Turn every line of the records below into one numbered list, skipping any blank lines.

Given data:
## Begin

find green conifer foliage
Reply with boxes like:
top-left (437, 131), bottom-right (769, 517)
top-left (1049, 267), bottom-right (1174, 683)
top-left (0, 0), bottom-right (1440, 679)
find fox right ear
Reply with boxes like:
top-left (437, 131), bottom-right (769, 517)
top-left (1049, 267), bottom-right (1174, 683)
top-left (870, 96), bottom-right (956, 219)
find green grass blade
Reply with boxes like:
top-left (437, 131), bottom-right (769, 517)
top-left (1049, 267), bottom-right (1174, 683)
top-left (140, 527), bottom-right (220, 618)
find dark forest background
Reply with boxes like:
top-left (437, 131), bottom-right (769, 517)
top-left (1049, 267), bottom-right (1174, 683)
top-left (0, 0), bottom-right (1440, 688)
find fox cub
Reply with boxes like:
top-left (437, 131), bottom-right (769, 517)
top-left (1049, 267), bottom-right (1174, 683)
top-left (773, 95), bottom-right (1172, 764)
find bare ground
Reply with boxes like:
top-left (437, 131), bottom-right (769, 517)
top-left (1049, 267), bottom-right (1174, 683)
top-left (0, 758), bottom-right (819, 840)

## End

Solution to this problem:
1. find green conifer foliage
2. Reply with boxes like:
3. top-left (437, 131), bottom-right (769, 517)
4. top-left (1049, 267), bottom-right (1174, 683)
5. top-left (0, 0), bottom-right (1440, 679)
6. find fox right ear
7. Reply with boxes like:
8. top-left (437, 131), bottom-right (769, 517)
9. top-left (1049, 267), bottom-right (1174, 683)
10. top-left (870, 96), bottom-right (956, 219)
11. find green grass blade
12. Reply with boxes like:
13. top-left (437, 131), bottom-right (769, 517)
14. top-left (1049, 267), bottom-right (1174, 683)
15. top-left (140, 527), bottom-right (220, 618)
16. find dark forest background
17. Reply with boxes like:
18. top-left (437, 131), bottom-right (769, 517)
19. top-left (1049, 267), bottom-right (1174, 683)
20. top-left (0, 0), bottom-right (1440, 688)
21. find fox cub
22. Reply with boxes like:
23. top-left (437, 131), bottom-right (769, 517)
24. top-left (1049, 267), bottom-right (1174, 683)
25. top-left (773, 95), bottom-right (1172, 764)
26. find bare ground
27. Reply with boxes like:
28. top-left (437, 131), bottom-right (769, 517)
29. top-left (1049, 267), bottom-right (1174, 683)
30. top-left (0, 758), bottom-right (819, 840)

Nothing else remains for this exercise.